→ DATA FOR THIS TASK
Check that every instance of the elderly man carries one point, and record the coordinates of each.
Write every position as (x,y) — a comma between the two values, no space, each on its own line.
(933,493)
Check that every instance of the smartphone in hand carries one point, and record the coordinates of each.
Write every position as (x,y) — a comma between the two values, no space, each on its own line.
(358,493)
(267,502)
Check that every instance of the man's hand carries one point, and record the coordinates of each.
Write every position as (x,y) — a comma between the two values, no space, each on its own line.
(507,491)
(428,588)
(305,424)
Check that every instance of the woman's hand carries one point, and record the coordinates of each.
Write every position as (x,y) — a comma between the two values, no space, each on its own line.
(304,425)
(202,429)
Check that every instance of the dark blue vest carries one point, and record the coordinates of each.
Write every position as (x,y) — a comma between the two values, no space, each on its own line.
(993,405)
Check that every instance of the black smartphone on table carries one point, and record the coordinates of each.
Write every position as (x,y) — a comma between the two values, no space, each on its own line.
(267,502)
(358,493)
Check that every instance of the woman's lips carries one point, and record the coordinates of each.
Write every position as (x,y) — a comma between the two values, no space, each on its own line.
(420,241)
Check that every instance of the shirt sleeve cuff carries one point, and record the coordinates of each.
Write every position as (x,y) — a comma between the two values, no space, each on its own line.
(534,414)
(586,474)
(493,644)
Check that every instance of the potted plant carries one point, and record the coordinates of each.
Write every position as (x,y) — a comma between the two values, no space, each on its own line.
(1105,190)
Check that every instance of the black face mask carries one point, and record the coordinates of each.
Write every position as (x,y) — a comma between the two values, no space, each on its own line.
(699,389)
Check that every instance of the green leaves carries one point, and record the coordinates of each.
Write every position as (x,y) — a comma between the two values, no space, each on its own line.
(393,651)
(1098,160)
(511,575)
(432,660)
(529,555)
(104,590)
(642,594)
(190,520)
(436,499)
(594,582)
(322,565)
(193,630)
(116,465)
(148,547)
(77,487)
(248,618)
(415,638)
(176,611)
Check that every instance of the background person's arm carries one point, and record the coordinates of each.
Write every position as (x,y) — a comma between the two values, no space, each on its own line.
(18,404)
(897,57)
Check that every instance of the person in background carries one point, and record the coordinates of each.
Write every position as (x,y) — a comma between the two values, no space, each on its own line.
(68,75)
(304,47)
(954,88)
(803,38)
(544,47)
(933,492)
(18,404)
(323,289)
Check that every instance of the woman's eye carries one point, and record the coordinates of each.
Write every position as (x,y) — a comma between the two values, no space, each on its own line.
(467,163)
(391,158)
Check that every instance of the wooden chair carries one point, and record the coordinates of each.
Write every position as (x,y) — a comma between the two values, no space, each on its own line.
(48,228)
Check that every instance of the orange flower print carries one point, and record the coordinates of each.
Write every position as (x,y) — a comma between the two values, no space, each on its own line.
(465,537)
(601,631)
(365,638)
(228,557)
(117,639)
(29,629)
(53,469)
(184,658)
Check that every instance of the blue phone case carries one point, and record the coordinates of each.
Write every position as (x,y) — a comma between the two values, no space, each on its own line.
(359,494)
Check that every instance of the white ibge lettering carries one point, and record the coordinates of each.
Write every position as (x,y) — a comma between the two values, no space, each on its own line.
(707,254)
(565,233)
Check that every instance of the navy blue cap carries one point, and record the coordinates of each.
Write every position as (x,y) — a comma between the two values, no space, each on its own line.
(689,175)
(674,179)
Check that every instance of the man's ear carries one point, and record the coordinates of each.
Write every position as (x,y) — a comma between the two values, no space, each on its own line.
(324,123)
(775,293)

→ WORK TO BE COMPLETED
Begin at the line that contains "Check that every instance of the man's ear" and stop after the last line of the items. Give those lines as a numbered list, leaving out any blank lines.

→ REPLY TO THE TASK
1. Check that every instance of the man's ear carries one point, and record the coordinates of each.
2. Write every position as (x,y) — a comma between the two values, no space, each on its own line.
3. (324,123)
4. (775,293)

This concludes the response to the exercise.